**Document extract:**

#####

J.D. Vance’s Munich Wake-Up Call: Democracy, Censorship, and the Will of the People Vance’s Munich speech slammed European elites for stifling democracy, warned of censorship and mass migration, and urged leaders to respect voters—or risk losing the very system they claim to defend. By Roger Kimball
Everyone agrees that Vice President J. D. Vance’s speech at the Munich Security Conference on Friday was remarkable.
I do not mean that everyone liked it.
For example, Boris Pistorius, the German Defense Minister, sniffed—or perhaps “smoldered” would be a more accurate term, that Vance’s remarks were “not acceptable.”
And then there is Bill Kristol, a sort of Greta Thunberg of the rancid former right, who thundered that Vance’s speech was “a humiliation for the U.S. and a confirmation that this administration isn’t on the side of the democracies.”
“The democracies.” What do you suppose Kristol means by that?
While you ponder that question, note that other people thought rather well of Vance’s speech. I thought it was excellent myself, but forget about my opinion. Jonathan Turley said that Vance’s speech was “perhaps the greatest single declaration uttered since ‘Ich bin ein Berliner.’” It was, Turley wrote elsewhere, “truly Churchillian—no less than the famous Iron Curtain speech in which Churchill dared the West to confront the existential dangers of communism.”
How can we explain the discrepancy: the outraged Pistorius/Kristol reaction and what I will call the Kimball/Turley reaction (though many people besides me applauded Vance’s speech)?
I think it comes down to how one understands that overdetermined, familiar yet often only half-understood word “democracy.”
Kristol said that Vance’s speech showed that the Trump administration was not “on the side of the democracies.”
What do you think of that claim?
I think poorly of it because I believe that a democracy is a political arrangement in which the people are sovereign.
I suspect that Kristol and European bureaucrats of all descriptions believe that it is a form of government in which only the right people, i.e, themselves, are sovereign.

#####

Data entries:
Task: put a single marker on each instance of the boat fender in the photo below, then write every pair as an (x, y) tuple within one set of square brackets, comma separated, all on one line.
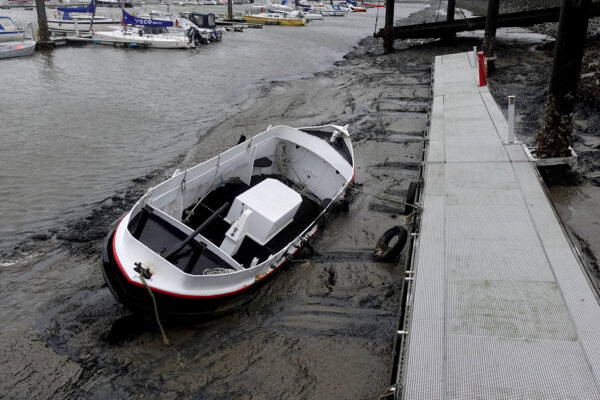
[(385, 253), (410, 198), (142, 270)]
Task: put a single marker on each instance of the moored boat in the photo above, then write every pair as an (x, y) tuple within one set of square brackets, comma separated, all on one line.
[(144, 32), (81, 19), (223, 226), (334, 10), (274, 19), (9, 31)]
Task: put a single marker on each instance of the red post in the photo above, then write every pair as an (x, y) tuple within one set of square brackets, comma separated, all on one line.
[(482, 81)]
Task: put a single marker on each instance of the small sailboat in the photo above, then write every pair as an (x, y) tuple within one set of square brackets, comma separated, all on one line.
[(17, 48), (275, 18), (204, 24), (9, 31), (12, 40), (144, 32), (334, 10), (223, 226), (81, 19)]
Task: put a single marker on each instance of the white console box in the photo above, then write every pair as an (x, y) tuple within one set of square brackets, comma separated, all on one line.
[(273, 204)]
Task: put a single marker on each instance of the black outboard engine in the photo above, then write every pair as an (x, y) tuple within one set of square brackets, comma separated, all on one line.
[(194, 34)]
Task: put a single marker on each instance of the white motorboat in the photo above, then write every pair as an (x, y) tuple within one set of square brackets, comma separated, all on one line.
[(9, 32), (82, 24), (223, 226), (16, 49), (143, 32), (334, 10), (204, 24)]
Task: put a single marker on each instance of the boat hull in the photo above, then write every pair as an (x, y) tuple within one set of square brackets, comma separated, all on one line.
[(17, 49), (274, 21), (181, 236), (130, 39), (59, 25)]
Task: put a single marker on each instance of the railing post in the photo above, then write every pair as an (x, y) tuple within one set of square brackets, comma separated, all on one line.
[(511, 119), (388, 30), (556, 134), (451, 8), (480, 60)]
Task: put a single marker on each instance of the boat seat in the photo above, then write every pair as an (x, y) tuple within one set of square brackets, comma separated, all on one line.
[(273, 206), (263, 162)]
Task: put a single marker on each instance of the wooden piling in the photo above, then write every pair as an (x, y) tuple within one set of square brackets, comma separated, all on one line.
[(44, 42), (491, 23), (388, 35), (555, 137)]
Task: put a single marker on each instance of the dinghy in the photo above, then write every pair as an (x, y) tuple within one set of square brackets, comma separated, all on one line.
[(80, 20), (223, 226), (9, 32), (144, 32)]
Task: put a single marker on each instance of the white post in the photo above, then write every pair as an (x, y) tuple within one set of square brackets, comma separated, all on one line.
[(511, 119)]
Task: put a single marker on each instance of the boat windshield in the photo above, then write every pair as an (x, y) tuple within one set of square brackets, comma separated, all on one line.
[(6, 25)]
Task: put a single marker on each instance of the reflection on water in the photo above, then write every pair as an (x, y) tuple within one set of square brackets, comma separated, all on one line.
[(80, 122)]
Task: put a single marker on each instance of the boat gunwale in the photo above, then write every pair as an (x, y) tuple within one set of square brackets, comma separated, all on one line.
[(273, 262)]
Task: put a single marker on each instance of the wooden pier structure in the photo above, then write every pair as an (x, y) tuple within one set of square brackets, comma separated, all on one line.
[(452, 27), (499, 304)]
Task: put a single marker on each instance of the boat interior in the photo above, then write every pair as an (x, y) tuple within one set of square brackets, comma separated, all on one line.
[(256, 201)]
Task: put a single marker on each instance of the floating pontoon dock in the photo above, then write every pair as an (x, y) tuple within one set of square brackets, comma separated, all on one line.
[(500, 306)]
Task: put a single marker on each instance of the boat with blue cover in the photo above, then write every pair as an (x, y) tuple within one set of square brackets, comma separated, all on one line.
[(81, 19)]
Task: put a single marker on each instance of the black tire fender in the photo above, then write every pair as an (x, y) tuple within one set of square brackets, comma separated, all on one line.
[(411, 195), (385, 253)]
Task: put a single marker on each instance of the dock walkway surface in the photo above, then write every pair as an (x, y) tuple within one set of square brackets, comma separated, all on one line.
[(500, 306)]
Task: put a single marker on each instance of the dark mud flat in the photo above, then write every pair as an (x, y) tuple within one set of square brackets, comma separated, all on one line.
[(523, 69), (321, 328)]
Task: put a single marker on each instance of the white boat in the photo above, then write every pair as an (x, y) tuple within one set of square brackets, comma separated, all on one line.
[(309, 15), (16, 49), (81, 20), (204, 24), (144, 32), (334, 10), (82, 24), (9, 32), (223, 226), (144, 36)]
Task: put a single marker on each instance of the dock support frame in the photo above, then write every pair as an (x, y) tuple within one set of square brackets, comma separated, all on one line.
[(557, 124)]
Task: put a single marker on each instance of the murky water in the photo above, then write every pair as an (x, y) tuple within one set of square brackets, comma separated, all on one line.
[(318, 329), (79, 123)]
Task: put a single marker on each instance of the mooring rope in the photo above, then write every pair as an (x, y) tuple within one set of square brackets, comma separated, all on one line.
[(160, 327), (391, 391)]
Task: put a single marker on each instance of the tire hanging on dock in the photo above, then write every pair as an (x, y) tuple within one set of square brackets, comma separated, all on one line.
[(411, 195), (388, 254)]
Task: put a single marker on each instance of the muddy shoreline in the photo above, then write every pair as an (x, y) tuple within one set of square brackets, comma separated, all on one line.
[(317, 329), (321, 328)]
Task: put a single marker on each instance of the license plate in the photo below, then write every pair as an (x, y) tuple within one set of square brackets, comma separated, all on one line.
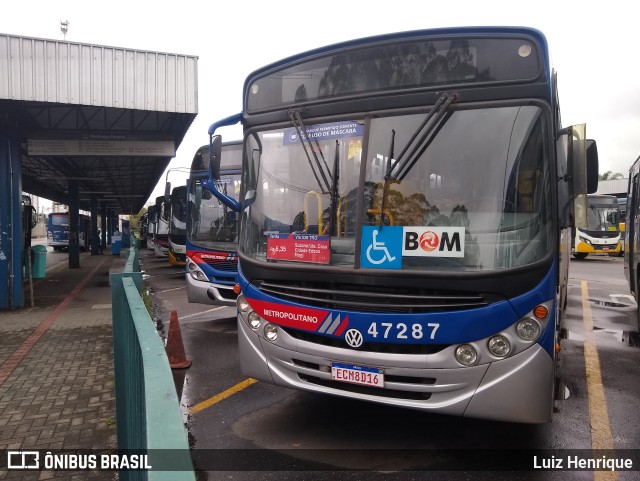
[(365, 376)]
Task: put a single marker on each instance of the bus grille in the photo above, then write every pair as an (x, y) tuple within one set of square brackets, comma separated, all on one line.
[(378, 347), (228, 265), (401, 300)]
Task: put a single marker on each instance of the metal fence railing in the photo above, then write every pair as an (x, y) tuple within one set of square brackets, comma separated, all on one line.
[(148, 417)]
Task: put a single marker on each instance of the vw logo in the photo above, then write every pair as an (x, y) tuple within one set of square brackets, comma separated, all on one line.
[(354, 338)]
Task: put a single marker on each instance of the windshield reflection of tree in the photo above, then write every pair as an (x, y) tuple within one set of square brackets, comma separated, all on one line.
[(401, 65)]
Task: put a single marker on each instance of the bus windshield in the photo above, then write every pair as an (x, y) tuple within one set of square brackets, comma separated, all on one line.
[(178, 224), (602, 215), (213, 225), (495, 196)]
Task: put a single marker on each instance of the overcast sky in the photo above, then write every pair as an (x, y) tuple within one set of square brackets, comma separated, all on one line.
[(591, 48)]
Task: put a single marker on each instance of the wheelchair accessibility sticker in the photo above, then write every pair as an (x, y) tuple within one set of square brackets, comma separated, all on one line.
[(381, 248), (384, 248)]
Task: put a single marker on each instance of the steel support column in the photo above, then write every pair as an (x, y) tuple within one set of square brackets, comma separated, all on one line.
[(95, 241), (11, 242), (74, 226)]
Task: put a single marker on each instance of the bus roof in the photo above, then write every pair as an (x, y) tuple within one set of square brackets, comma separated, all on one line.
[(483, 55)]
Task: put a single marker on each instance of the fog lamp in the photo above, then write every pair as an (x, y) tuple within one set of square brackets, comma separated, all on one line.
[(466, 355), (528, 329), (499, 346), (271, 332), (242, 303), (254, 320)]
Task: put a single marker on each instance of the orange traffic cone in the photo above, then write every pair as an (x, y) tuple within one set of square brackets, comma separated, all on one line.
[(175, 348)]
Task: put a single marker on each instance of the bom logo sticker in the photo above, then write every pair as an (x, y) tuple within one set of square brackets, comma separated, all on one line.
[(433, 241), (429, 241)]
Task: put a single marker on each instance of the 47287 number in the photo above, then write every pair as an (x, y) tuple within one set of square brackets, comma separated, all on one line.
[(388, 330)]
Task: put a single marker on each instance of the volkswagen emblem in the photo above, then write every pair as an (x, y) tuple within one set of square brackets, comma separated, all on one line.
[(354, 338)]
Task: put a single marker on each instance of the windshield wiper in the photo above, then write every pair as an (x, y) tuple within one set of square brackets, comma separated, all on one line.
[(421, 138), (325, 185), (335, 196), (387, 176)]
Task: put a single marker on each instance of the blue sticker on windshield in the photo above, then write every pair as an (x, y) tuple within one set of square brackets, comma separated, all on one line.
[(330, 131), (381, 248)]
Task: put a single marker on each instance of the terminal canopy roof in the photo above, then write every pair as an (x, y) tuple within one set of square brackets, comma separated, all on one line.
[(106, 119)]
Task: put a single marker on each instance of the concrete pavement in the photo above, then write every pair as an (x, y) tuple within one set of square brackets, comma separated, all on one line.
[(56, 367)]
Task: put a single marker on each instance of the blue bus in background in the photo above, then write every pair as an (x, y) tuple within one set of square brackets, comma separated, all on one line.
[(177, 226), (212, 229), (58, 231), (405, 211)]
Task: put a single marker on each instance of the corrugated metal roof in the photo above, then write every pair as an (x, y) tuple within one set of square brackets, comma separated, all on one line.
[(41, 70), (613, 186), (131, 107)]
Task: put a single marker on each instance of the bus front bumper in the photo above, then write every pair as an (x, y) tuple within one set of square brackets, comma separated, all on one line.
[(516, 389), (200, 292)]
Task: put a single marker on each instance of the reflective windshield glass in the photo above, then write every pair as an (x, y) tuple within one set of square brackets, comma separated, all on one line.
[(485, 178), (178, 223), (296, 186), (478, 197), (212, 224)]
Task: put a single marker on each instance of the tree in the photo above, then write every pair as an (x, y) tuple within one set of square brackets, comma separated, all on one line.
[(609, 175)]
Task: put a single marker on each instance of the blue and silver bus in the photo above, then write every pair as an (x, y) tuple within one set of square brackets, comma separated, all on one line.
[(405, 211), (212, 229), (161, 233), (58, 231), (178, 226)]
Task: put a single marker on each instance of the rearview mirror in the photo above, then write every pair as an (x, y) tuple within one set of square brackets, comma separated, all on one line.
[(592, 166), (215, 154)]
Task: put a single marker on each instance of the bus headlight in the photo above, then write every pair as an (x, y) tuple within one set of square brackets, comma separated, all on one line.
[(528, 329), (499, 346), (271, 332), (242, 303), (254, 320), (195, 272), (466, 355)]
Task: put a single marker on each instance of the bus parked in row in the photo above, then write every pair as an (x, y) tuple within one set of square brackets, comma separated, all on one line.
[(212, 229), (601, 235), (58, 231), (632, 235), (405, 211), (177, 226), (152, 222), (161, 233)]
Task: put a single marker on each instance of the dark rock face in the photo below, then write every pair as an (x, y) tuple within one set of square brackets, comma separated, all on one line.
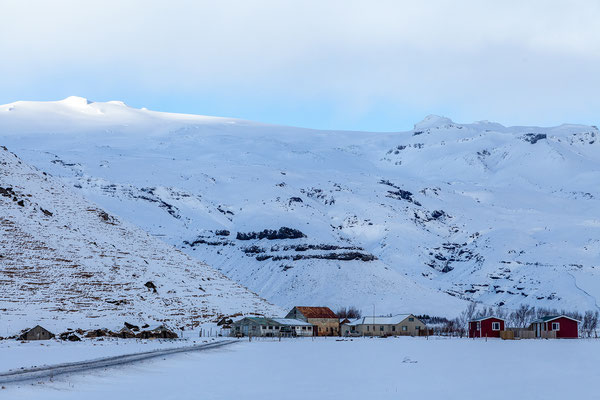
[(533, 138), (253, 250), (346, 256), (448, 254), (399, 193), (134, 328), (437, 214), (151, 286), (207, 242), (270, 234)]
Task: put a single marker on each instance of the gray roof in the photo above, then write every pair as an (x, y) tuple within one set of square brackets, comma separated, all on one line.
[(484, 318), (291, 322), (393, 320), (549, 318), (274, 321)]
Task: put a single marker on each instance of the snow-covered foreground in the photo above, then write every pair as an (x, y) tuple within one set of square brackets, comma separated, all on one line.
[(300, 369), (15, 355)]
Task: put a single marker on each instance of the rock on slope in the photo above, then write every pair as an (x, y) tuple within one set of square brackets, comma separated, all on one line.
[(66, 263), (415, 221)]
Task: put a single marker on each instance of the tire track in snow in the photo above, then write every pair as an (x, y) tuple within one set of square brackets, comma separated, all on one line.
[(50, 371)]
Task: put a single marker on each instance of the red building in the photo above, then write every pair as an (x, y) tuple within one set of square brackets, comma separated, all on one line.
[(563, 326), (486, 327)]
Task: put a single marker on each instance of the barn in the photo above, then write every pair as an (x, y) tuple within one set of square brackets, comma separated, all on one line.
[(555, 326), (486, 327), (36, 333)]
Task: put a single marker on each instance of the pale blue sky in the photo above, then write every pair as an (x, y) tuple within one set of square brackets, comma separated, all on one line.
[(364, 65)]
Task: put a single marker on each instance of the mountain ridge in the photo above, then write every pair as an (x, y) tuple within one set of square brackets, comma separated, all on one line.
[(444, 213)]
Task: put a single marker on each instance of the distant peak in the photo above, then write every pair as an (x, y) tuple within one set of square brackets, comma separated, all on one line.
[(433, 121), (118, 103), (76, 101)]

#####

**Jobs:**
**a)** In the article on Vance's Munich speech, how did Boris Pistorius describe Vance's remarks?
**b)** Reproduce the article on Vance's Munich speech, starting at "How can we explain" and ending at "applauded Vance’s speech)?".
Work from the article on Vance's Munich speech and nothing else.

**Solved problems:**
**a)** He called them "not acceptable."

**b)**
How can we explain the discrepancy: the outraged Pistorius/Kristol reaction and what I will call the Kimball/Turley reaction (though many people besides me applauded Vance’s speech)?